> **DIRECTIONS**
1. In the cardiovascular risk study summary below, reproduce the text from "Participants" up to and including "not prescribed statins.".
2. According to the cardiovascular risk study summary below, how many general practices in England supplied the records used to validate the model?

> **GIVEN PASSAGE**
------
To develop and validate the Transformer-based Risk assessment survival model (TRisk), a novel deep learning model, for prediction of 10-year risk of cardiovascular disease (CVD) in both the general population and individuals with diabetes.

Design

Prospective open cohort study design.

Setting

Primary and secondary care in England as provided by Clinical Practice Research Datalink (CPRD) Gold

Participants

An open cohort of 3 million adults aged 25 to 84 years was identified using linked primary and secondary electronic health records from 291 and 98 general practices in England and were used for model development and validation, respectively (i.e., general population cohort). Additionally, a second cohort of patients with diabetes was extracted. At study entry, patients in both cohorts were free of CVD and not prescribed statins.

Methods

TRisk utilised all diagnosis, medication, procedure, and clinical test data up to study entry in linked longitudinal primary and secondary care electronic health records for prediction of 10-year risk of CVD. Discrimination, calibration, and decision curve analyses were conducted to investigate predictive performance. The proposed model was also compared against QRISK3 and a deep learning derivation model of QRISK3 (DeepSurv). Additional analyses compared discriminatory performance in other age groups, by sex, and across categories of socioeconomic status.

Main outcome measures

Incident cardiovascular disease recorded in either linked general practice or hospital admission datasets provided by CPRD Gold.
------
(Records excerpted from a collection)
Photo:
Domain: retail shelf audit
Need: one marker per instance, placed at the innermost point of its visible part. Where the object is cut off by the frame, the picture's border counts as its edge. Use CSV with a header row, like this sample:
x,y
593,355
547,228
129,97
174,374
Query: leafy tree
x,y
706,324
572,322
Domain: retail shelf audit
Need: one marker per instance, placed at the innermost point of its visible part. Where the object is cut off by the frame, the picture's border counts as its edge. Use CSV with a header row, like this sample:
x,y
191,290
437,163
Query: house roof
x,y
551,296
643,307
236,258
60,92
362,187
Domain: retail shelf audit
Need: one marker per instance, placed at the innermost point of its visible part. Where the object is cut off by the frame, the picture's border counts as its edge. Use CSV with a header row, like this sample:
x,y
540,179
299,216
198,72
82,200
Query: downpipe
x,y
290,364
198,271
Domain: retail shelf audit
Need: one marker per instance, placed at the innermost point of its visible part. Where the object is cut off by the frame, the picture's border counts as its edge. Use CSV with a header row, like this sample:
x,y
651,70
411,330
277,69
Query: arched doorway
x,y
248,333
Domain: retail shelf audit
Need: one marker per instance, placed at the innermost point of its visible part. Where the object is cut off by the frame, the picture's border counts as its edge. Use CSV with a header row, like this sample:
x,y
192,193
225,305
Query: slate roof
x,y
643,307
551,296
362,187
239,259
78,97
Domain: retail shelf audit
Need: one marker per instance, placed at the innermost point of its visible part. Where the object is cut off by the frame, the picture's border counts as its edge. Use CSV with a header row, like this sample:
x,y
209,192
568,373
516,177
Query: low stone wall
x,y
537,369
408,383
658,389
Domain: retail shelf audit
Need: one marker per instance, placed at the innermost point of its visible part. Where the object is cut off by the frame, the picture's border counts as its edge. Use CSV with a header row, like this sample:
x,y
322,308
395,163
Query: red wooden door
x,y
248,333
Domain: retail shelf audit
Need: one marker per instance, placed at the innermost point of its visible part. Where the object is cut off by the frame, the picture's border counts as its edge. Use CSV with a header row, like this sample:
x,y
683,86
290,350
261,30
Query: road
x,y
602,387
------
> **RESPONSES BY TASK**
1.
Participants

An open cohort of 3 million adults aged 25 to 84 years was identified using linked primary and secondary electronic health records from 291 and 98 general practices in England and were used for model development and validation, respectively (i.e., general population cohort). Additionally, a second cohort of patients with diabetes was extracted. At study entry, patients in both cohorts were free of CVD and not prescribed statins.

2. 98 general practices.